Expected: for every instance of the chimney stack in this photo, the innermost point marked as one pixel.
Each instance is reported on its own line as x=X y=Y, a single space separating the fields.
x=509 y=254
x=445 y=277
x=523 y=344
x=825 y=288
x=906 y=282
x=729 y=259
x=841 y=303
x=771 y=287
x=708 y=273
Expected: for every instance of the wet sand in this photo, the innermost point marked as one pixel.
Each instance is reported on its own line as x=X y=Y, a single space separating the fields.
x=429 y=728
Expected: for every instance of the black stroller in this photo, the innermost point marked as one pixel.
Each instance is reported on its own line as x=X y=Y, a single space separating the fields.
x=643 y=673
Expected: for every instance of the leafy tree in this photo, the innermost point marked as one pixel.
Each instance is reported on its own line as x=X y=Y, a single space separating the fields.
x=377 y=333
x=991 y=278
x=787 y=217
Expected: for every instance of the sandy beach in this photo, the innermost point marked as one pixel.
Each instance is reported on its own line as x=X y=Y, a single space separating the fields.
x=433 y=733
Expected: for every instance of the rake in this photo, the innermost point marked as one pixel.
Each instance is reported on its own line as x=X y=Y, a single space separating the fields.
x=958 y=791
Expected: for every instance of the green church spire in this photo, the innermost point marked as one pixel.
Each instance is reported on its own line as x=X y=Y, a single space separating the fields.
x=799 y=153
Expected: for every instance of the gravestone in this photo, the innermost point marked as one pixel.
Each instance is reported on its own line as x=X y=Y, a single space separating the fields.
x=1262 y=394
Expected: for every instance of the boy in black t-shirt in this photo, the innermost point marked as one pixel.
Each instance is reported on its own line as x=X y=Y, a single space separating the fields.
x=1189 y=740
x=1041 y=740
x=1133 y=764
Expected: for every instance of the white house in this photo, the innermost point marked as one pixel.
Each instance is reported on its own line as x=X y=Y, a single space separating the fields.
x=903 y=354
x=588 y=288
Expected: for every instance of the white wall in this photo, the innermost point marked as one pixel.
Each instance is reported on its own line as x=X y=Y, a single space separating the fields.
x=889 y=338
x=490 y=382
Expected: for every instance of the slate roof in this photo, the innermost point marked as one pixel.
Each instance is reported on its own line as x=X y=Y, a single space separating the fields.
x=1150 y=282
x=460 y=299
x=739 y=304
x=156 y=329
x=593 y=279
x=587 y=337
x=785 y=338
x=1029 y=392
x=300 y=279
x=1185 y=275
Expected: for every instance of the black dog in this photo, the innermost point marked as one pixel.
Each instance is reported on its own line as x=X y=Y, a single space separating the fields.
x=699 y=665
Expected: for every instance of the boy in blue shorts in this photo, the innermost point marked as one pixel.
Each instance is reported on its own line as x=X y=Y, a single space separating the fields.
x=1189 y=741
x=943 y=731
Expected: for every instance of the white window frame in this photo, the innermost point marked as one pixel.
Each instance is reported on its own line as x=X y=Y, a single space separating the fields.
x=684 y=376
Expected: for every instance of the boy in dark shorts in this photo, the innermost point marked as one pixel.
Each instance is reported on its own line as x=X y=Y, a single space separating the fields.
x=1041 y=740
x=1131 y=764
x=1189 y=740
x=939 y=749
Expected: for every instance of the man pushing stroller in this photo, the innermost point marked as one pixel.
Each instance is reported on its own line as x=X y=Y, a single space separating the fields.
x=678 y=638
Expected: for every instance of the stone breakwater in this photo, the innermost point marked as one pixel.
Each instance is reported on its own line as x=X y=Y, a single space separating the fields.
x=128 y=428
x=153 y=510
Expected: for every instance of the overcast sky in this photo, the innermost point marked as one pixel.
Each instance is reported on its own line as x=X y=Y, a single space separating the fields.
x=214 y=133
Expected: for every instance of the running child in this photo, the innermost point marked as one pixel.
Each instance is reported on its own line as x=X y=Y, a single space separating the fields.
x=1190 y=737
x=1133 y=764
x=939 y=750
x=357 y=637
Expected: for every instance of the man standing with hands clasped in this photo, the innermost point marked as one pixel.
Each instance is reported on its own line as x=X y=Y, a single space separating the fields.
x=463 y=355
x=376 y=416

WHAT THE EXERCISE ASKS.
What lines in the listing above contain the word "black"? Show each one.

TASK OUTPUT.
Expected: for every instance of the black stroller in this photo, the innermost point marked as one pixel.
Expected: for every instance of the boy in black t-shirt in this photo, the innermost point marked as one pixel.
Expected: for every instance of the black dog in this photo, the innermost point marked as one pixel.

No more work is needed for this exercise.